• Actions to take:
1. In the Grímur Thomsen biography, why did he receive a scholarship to travel around Europe for two years? Answer in one to three sentences.
2. According to the Grímur Thomsen biography, what was his father's trade?
3. Please extend the Grímur Thomsen biography, starting after its last sentence.

Icelandic poet and editor

Grímur Thomsen (15 May 1820 – 27 November 1896), Icelandic poet and editor, was born in Bessastaðir in 1820.

== Life and work ==
Grímur was the son of Þorgrímur Tómasson, a goldsmith. In 1837, he went to the University of Copenhagen, where he studied law and philology, but he also became interested in philosophy and aesthetics. He became an enthusiastic follower of the Pan-Scandinavian movement, although this was not generally favored by his countrymen.

At the University of Copenhagen, Thomsen wrote a dissertation on Byron and received a master's degree. Because of the quality of his written dissertation, he received a scholarship to travel around Europe for two years. Eventually he would be awarded a doctoral degree for his written dissertation on Byron. In 1848, Thomsen entered the Danish diplomatic service. In 1851, he returned to Copenhagen, where he was appointed chief of the ministry of foreign affairs. He retired in 1866 and returned to Iceland. In Iceland, he became a member of parliament (Alþing) and a farmer in Bessastaðir. Thomsen died in 1896.

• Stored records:
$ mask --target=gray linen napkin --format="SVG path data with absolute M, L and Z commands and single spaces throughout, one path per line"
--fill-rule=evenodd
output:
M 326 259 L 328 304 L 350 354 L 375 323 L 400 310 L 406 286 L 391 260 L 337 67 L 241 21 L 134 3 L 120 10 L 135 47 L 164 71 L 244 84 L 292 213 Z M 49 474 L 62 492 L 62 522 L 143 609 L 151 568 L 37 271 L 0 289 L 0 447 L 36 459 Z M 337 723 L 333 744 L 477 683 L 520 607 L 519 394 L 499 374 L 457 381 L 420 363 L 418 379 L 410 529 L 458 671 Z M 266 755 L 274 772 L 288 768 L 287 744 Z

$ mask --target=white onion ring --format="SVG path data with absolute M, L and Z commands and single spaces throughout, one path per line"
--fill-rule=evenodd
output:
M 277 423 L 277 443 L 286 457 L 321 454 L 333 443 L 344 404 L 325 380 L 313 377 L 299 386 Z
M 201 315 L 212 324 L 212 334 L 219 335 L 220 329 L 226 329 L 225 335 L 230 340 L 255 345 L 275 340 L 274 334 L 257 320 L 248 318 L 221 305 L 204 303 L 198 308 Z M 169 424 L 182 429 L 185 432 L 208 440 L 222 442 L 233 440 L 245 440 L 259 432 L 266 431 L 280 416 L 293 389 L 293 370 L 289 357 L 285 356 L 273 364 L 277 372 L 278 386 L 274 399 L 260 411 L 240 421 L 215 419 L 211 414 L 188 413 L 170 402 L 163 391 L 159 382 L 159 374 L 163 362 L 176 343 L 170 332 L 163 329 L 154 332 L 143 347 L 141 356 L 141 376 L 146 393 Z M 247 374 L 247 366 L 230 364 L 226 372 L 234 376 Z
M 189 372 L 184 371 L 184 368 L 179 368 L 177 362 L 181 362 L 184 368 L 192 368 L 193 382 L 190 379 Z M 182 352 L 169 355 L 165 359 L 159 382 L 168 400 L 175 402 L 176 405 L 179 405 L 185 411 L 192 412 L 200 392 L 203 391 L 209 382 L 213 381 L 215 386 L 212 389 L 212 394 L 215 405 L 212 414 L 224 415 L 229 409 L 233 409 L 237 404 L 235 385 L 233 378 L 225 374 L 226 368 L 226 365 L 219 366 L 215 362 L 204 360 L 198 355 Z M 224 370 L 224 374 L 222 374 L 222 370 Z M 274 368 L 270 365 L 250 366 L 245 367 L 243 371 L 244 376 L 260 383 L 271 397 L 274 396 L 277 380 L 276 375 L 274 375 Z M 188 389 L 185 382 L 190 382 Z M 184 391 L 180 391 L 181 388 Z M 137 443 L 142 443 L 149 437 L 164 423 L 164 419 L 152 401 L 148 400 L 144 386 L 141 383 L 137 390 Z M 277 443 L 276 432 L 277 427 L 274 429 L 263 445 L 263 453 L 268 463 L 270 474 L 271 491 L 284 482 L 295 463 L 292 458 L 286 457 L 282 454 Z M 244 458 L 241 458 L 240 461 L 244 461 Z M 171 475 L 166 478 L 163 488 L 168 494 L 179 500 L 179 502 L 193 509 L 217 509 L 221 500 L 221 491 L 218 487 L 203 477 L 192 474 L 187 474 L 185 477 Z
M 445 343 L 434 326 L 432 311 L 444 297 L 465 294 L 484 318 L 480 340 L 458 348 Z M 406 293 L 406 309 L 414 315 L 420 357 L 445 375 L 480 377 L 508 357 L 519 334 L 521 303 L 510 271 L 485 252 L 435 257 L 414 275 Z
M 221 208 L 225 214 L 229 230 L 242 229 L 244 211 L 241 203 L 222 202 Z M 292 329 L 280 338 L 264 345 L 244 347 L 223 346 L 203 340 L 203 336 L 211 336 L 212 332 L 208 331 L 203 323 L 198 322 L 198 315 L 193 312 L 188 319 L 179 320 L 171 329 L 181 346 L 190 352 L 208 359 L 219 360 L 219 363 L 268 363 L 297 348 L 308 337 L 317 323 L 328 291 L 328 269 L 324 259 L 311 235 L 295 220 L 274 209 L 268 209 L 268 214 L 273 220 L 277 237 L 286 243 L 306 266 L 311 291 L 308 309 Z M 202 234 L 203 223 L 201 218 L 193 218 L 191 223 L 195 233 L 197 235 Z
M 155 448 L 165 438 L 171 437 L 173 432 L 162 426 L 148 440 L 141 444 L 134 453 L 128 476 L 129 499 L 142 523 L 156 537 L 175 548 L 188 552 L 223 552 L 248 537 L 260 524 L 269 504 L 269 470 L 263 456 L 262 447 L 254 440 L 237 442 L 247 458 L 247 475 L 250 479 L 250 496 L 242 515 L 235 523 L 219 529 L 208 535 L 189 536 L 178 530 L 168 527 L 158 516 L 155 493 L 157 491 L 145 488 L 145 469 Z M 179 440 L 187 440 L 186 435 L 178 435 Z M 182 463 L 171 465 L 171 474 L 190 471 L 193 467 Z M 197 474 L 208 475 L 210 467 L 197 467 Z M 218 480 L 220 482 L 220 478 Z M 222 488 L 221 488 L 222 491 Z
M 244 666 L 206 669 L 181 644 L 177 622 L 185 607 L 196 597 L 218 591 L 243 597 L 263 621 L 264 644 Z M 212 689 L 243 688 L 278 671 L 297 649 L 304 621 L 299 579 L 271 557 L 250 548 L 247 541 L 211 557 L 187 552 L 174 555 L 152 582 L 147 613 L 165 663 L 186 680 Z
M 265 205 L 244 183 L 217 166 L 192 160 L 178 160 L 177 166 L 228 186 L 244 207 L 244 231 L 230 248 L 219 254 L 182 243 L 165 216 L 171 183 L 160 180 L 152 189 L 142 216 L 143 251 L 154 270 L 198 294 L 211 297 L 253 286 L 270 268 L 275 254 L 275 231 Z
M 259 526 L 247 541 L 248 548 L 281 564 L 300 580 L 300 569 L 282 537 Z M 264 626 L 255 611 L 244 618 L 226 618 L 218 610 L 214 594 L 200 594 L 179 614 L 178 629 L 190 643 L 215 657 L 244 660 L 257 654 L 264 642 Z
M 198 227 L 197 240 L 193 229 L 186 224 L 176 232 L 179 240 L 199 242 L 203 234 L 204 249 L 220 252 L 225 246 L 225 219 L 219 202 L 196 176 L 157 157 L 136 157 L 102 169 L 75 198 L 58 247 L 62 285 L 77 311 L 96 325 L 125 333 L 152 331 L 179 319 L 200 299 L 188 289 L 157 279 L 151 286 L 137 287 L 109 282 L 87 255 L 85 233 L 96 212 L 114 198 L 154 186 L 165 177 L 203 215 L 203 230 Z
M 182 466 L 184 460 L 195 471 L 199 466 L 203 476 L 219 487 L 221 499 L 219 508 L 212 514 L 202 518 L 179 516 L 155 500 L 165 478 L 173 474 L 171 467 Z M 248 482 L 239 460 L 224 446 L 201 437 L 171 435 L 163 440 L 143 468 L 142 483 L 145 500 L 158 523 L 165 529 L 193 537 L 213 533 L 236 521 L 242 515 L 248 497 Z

• Your written answers:
1. He received the scholarship because of the quality of his written dissertation on Byron, which he wrote at the University of Copenhagen.

2. His father, Þorgrímur Tómasson, was a goldsmith.

3.
Thomsen is considered one of Iceland's most important romantic era writers. In addition to being a poet (two separate collections, Reykjavik, 1880, and Copenhagen, 1895) he is also the author of numerous critical and historical essays in Icelandic and Danish. Thomsen was an admirer of Greek literature and translated a great number of poems from Greek into Icelandic.